- AIM OF THE TASK -
Only the lines from the one containing "Indicate the shower" through the end of the material are to be echoed, each exactly as it appears.

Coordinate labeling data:
- - -

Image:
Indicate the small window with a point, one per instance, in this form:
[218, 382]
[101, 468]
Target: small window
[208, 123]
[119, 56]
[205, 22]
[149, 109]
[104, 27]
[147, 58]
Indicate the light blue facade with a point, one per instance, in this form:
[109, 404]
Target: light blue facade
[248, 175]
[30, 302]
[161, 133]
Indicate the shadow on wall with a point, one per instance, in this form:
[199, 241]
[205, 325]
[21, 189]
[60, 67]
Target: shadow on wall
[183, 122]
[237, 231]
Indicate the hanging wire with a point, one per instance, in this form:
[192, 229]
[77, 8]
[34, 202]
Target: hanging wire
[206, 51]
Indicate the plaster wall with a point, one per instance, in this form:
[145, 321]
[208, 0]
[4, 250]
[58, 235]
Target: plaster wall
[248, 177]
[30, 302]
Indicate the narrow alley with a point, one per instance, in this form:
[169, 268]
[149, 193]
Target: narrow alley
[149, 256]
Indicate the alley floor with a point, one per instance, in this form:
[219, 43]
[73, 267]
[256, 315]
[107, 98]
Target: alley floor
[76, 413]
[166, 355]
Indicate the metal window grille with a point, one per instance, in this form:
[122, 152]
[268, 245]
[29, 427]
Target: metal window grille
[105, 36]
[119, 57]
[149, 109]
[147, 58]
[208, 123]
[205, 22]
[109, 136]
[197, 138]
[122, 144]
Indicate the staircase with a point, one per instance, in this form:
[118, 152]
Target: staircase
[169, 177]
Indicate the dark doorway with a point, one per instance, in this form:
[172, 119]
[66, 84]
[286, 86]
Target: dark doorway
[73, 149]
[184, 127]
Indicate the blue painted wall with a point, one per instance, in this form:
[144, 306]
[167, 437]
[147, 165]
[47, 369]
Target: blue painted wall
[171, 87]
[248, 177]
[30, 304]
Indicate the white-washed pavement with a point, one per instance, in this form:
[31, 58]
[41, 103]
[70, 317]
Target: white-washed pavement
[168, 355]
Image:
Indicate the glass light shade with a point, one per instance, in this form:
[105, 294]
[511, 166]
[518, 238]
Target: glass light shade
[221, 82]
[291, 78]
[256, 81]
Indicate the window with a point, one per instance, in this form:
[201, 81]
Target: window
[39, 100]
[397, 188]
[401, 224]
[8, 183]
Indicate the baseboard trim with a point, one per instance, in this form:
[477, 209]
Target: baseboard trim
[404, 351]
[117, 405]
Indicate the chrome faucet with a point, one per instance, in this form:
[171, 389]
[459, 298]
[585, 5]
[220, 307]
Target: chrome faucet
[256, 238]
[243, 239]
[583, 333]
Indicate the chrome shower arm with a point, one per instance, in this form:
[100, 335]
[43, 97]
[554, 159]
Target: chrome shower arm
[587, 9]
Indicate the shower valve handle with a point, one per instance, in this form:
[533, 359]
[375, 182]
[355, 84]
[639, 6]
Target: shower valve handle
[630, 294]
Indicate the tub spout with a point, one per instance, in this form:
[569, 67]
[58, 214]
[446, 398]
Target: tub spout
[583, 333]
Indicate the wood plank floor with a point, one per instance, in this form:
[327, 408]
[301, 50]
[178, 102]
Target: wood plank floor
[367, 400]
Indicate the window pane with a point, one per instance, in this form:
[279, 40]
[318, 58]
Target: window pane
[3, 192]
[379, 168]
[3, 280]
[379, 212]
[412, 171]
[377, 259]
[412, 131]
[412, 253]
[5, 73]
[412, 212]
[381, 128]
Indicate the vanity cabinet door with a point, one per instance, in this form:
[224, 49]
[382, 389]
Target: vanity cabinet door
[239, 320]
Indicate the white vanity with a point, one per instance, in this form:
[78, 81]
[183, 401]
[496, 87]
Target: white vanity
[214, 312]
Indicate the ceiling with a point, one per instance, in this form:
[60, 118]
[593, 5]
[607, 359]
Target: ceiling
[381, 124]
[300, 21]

- - -

- EXERCISE ANSWER -
Indicate the shower valve handle with a point, one per instance, in this form:
[533, 359]
[375, 182]
[355, 84]
[639, 6]
Target: shower valve handle
[630, 294]
Indicate the tub spout with a point, one per instance, in this form:
[569, 67]
[58, 214]
[446, 398]
Target: tub spout
[583, 333]
Indicate the wood plank floor with a point, one per instance, in this form:
[327, 408]
[301, 50]
[178, 102]
Target: wood plank floor
[367, 400]
Indicate the window pane with a point, one per instance, in this form:
[279, 40]
[318, 58]
Target: window pane
[3, 192]
[379, 168]
[3, 280]
[379, 212]
[412, 171]
[377, 259]
[412, 131]
[412, 253]
[5, 73]
[412, 212]
[381, 128]
Indicate the vanity cabinet door with a point, one per instance, in this form:
[224, 49]
[382, 389]
Target: vanity cabinet door
[239, 320]
Indicate the white vanity with a point, one per instance, in this form:
[78, 81]
[183, 401]
[496, 87]
Target: white vanity
[214, 312]
Indicate the ceiling with a point, one per instance, in this form:
[60, 118]
[593, 5]
[607, 359]
Target: ceiling
[381, 124]
[300, 21]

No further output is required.